____ Document
Archive for June 2012
We are pleased to publish here the following press release from Roger Swearingen and Nick Rankin.
UNIQUE ROBERT LOUIS STEVENSON COLLECTION TO COME TO SCOTLAND
(1) The National Library of Scotland and Edinburgh Napier University have jointly agreed to accept, as a donation, the Ernest and Joyce Mehew Archive of Books and Papers Related to Robert Louis Stevenson and a number of other books from their extensive collection, built up over 50 years. Exact partitioning and other details of location and access are to be arranged.
(2) The donation was proposed by Nicholas Rankin, Administrator of the estate of the late Dr Ernest James Mehew, FRSL, editor of the eight-volume Letters of Robert Louis Stevenson, (Yale, 1994-95), who died last October, aged 88, and agreed by Maxine Barnes, the lawyer soon to be appointed by the Court of Protection as Deputy of his widow, Mrs Joyce Elizabeth Mehew, who now lives in a care-home in England.
(3) The process was helped by a detailed descriptive and photographic catalogue of the collection that was prepared by the American Stevenson scholar Roger G. Swearingen, a friend of the Mehews for more than forty years, during a one-month survey trip to England during January and February 2012.
________
____ Given entries
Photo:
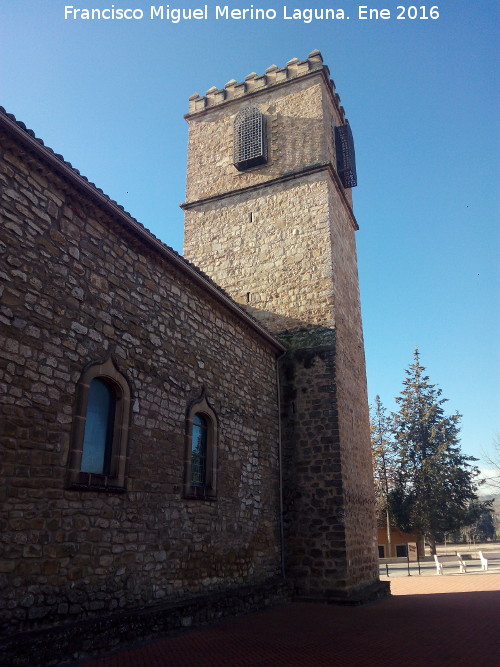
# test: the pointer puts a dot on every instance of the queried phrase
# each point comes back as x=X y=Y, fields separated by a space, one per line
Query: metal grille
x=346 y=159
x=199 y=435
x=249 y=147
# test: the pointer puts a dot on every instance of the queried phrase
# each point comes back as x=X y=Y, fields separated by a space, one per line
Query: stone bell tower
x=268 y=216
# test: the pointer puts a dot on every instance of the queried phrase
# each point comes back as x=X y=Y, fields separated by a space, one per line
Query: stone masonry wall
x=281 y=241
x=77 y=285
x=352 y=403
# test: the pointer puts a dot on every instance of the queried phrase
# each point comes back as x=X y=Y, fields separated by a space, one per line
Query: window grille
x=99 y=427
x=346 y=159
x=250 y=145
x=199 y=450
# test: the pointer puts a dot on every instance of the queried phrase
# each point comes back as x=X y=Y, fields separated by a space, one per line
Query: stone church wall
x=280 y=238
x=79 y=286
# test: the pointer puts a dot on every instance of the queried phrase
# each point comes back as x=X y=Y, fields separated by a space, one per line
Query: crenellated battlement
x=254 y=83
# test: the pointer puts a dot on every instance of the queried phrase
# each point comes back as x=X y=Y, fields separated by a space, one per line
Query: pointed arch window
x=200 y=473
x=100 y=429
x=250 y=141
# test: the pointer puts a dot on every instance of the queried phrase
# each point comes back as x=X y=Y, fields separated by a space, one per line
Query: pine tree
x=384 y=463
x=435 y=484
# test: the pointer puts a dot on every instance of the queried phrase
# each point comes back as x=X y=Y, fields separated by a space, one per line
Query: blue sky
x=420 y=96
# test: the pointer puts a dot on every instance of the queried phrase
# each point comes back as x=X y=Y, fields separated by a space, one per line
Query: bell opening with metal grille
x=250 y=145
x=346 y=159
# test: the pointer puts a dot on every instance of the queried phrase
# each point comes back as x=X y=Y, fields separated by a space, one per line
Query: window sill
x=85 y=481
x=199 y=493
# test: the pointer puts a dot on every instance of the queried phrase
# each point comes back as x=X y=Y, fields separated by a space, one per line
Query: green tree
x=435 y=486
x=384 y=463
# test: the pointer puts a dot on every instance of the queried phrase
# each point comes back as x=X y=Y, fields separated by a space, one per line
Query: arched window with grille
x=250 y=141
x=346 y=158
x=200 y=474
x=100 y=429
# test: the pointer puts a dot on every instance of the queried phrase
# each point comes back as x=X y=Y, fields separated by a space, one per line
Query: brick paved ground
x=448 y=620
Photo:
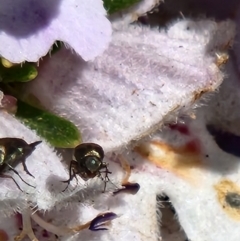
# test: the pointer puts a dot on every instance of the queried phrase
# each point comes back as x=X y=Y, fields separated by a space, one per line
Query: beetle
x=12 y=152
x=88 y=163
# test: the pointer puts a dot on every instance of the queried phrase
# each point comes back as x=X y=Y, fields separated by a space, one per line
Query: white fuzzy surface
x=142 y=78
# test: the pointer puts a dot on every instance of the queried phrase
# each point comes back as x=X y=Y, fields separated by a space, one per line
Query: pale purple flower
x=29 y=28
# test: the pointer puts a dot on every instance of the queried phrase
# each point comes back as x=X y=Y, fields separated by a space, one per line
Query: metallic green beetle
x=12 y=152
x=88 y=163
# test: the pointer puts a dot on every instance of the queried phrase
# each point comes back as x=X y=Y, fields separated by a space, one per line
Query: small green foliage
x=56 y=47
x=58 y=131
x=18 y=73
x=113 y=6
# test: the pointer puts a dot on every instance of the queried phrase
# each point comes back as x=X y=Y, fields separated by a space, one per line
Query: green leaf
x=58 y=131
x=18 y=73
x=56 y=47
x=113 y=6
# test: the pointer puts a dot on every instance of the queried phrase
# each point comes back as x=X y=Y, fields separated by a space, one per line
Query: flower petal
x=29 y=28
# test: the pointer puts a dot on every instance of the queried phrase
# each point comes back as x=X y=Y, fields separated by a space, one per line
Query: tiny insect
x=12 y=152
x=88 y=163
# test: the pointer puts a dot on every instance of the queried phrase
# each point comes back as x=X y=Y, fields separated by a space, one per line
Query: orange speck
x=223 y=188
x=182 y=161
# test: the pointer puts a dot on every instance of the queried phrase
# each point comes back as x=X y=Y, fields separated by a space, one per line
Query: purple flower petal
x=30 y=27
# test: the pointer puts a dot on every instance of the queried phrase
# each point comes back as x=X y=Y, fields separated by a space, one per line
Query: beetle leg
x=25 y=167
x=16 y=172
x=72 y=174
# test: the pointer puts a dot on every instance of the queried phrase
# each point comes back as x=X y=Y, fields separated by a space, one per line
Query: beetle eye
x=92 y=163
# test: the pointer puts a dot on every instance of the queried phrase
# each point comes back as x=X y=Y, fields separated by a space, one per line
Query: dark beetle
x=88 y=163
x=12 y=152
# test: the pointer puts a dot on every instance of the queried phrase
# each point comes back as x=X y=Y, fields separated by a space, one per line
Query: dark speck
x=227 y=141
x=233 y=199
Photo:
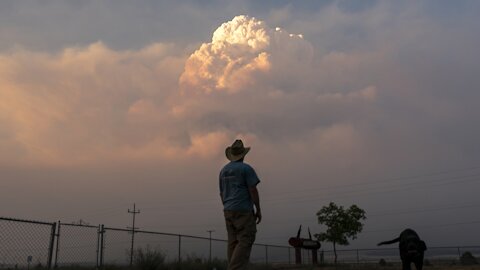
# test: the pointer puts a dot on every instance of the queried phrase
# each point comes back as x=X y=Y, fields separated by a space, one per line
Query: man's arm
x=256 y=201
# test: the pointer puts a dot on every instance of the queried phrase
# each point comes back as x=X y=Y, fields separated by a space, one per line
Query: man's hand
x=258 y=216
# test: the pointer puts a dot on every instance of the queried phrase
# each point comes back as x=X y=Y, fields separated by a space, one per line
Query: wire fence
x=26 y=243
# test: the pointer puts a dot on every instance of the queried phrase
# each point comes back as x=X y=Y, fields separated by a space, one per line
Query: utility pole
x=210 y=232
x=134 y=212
________
Description of the task:
Using the press release above, decide whether each statement agrees with it. For each, answer yes or no and quote the words that decide it.
1. Ernest Mehew was 88 when he died.
2. The Mehews built up their collection over 40 years.
3. Roger Swearingen's survey trip to England lasted two months.

Solution to this exercise:
1. Yes: "who died last October, aged 88"
2. No: "built up over 50 years"
3. No: "during a one-month survey trip to England"